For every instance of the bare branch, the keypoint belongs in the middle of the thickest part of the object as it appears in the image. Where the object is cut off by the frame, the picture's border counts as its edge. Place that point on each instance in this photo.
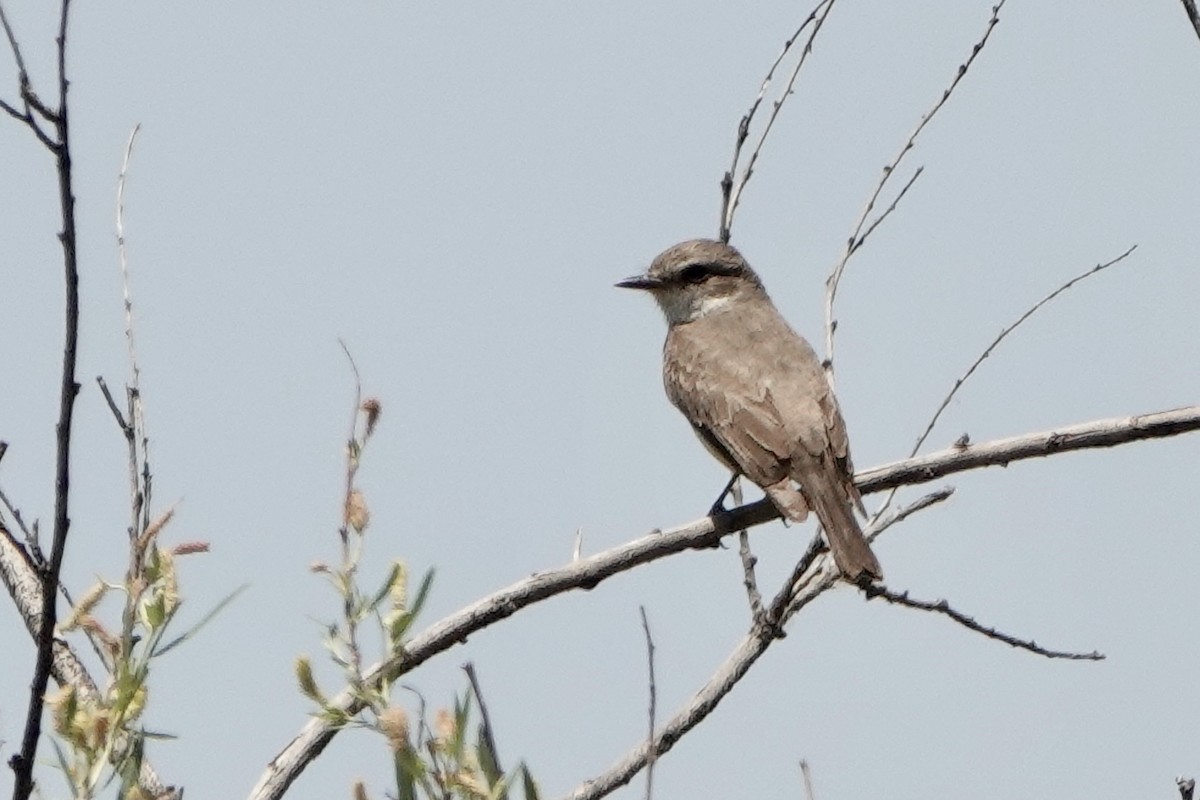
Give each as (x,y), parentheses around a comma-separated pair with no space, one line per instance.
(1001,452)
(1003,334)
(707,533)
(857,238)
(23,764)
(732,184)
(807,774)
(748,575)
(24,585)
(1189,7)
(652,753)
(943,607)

* * * * * * *

**Exercise objective**
Rewrite every line of the data above, shifting each answer coordinate by adding 135 to both its x and y values. Leave the picture out.

**Solution to this task**
For every instance of the bare branch, the keypoint belongs in the middle of the thickest part of the object as it appears in the image. Where the object is cut off by the frame, the picture's border counts as its edge. Place that point on each instance in this photo.
Give each as (x,y), parentheses around a comma-separated pair with no space, one line per instance.
(1136,587)
(1138,469)
(842,668)
(992,373)
(158,899)
(867,319)
(942,909)
(883,710)
(159,720)
(1324,142)
(787,888)
(1078,742)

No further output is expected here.